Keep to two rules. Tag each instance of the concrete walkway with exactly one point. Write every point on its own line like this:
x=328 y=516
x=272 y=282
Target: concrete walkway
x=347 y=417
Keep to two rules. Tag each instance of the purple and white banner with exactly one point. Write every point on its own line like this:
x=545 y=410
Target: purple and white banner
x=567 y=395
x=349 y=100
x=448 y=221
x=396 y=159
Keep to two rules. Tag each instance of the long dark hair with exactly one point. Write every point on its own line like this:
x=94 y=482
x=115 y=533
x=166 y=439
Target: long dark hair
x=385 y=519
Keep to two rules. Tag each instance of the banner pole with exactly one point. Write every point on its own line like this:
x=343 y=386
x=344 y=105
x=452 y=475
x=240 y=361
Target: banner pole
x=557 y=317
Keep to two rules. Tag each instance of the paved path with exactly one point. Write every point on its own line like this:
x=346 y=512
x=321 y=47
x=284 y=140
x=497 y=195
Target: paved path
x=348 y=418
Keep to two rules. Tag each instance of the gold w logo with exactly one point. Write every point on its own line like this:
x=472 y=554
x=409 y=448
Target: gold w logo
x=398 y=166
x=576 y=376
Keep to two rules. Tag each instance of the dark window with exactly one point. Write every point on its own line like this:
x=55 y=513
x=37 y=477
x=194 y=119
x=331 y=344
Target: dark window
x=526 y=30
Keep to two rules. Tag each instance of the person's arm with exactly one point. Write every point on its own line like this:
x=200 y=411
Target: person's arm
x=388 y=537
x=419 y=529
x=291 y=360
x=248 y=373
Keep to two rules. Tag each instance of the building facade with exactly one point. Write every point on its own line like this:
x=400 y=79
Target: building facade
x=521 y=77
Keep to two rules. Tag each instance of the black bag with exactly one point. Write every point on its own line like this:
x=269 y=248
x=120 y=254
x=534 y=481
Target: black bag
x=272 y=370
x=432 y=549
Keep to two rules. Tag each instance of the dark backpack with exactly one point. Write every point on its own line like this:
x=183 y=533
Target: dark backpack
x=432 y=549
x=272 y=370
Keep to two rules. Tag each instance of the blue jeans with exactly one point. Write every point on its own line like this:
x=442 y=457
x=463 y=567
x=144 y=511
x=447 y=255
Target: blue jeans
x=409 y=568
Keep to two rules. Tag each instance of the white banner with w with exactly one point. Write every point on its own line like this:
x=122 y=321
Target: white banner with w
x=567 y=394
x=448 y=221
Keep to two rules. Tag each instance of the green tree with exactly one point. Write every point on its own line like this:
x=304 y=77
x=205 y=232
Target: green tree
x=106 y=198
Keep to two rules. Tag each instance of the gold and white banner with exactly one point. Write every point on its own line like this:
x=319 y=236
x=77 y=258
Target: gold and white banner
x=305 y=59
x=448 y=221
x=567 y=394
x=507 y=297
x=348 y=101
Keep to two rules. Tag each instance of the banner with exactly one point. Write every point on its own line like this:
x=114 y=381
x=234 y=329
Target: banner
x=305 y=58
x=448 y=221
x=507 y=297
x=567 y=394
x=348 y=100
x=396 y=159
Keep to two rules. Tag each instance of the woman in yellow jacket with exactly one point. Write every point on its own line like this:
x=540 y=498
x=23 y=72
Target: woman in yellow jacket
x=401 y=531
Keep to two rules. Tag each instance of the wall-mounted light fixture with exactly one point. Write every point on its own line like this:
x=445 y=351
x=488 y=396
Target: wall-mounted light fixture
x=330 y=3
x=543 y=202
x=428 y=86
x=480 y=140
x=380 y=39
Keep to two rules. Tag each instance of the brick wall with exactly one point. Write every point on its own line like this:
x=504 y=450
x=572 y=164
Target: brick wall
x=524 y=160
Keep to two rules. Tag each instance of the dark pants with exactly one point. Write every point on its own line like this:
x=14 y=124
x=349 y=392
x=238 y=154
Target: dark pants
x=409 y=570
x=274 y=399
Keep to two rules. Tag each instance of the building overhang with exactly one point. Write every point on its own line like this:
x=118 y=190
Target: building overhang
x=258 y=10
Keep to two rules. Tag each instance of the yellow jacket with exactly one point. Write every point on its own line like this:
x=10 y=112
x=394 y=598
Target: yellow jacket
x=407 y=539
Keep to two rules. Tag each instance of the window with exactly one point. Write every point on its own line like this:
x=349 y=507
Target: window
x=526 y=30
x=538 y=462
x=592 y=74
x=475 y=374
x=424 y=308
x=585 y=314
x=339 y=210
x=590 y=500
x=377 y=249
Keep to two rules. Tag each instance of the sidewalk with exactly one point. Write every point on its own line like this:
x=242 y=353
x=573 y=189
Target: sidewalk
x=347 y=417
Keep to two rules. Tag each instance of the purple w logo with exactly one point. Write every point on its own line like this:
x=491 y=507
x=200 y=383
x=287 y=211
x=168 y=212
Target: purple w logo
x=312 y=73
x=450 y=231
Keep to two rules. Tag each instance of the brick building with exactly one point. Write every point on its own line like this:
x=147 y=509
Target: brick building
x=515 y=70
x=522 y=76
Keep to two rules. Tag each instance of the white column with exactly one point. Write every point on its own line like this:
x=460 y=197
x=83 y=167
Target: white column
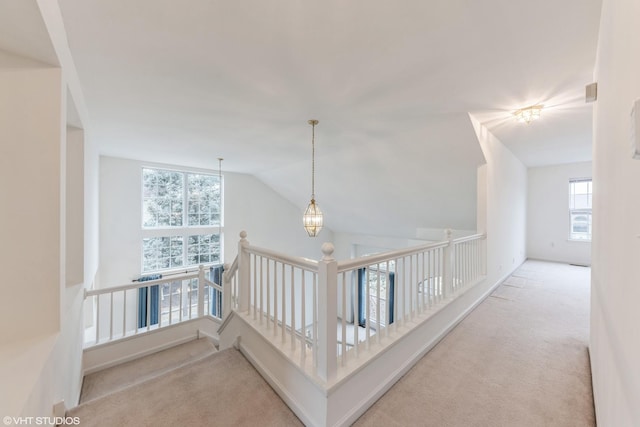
x=244 y=292
x=226 y=291
x=447 y=267
x=327 y=314
x=201 y=291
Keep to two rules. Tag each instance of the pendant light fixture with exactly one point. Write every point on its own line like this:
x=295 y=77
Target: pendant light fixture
x=529 y=114
x=313 y=217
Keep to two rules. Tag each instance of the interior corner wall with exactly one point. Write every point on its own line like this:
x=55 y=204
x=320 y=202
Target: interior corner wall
x=548 y=220
x=269 y=220
x=615 y=276
x=30 y=160
x=503 y=205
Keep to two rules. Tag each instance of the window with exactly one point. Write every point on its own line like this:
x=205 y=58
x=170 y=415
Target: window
x=580 y=200
x=380 y=284
x=181 y=219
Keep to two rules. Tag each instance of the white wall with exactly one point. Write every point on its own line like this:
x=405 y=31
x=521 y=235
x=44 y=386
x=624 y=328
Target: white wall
x=502 y=206
x=46 y=223
x=548 y=220
x=30 y=153
x=270 y=220
x=615 y=276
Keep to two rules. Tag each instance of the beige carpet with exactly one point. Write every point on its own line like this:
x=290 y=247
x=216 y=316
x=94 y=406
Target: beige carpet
x=222 y=389
x=519 y=359
x=127 y=374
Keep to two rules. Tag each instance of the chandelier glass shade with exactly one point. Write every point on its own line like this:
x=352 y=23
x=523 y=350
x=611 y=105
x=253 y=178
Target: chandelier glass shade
x=313 y=218
x=529 y=114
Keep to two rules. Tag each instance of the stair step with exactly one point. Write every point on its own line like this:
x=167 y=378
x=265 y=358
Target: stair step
x=119 y=377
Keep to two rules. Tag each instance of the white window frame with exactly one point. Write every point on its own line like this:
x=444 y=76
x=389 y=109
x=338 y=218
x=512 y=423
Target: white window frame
x=573 y=211
x=185 y=230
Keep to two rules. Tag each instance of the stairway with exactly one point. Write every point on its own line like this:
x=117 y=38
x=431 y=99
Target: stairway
x=192 y=384
x=137 y=371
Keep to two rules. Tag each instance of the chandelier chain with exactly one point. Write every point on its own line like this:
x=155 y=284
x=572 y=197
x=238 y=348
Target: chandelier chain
x=313 y=160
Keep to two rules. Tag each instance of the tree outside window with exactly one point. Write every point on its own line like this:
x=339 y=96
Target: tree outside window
x=580 y=202
x=173 y=236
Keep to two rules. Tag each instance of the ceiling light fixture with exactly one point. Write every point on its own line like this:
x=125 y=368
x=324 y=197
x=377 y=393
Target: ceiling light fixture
x=529 y=114
x=313 y=218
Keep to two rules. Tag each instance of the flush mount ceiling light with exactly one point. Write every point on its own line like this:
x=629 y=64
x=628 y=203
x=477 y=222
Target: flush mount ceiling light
x=313 y=218
x=529 y=114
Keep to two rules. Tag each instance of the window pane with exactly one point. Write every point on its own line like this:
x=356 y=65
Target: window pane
x=580 y=203
x=581 y=226
x=203 y=249
x=160 y=253
x=204 y=199
x=162 y=198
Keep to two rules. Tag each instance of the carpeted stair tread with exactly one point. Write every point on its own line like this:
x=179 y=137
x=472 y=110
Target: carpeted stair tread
x=222 y=389
x=115 y=378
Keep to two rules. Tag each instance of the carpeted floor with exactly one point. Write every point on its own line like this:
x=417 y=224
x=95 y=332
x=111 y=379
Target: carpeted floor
x=519 y=359
x=222 y=389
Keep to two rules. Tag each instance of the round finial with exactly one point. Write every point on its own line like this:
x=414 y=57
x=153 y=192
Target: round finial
x=327 y=250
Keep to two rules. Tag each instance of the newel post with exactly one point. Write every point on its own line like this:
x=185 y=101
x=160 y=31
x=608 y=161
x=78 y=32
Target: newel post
x=447 y=268
x=327 y=314
x=243 y=273
x=201 y=290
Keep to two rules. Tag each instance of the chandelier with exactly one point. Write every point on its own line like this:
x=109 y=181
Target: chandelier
x=529 y=114
x=313 y=218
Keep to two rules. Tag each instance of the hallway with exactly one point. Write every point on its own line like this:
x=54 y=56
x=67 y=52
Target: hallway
• • • •
• **What is required**
Each line above with the word "hallway" needs to be copied.

• **Solution for this problem**
Keep to two rules. Tag each instance of the hallway with exactly one point. Write every point on its own line like this:
Target: hallway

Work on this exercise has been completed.